::: INPUT FOR THIS TASK :::

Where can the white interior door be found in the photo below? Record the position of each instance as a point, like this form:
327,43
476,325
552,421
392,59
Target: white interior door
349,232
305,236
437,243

:::

WHAT TO WORK ON: Go through the data and return every record exactly.

OUTPUT FOR THIS EXERCISE:
Where can the white interior door be found in the photo below? Record the position of each instance as a point, like this form:
327,43
476,325
552,421
392,59
Target: white interior door
349,232
305,236
437,243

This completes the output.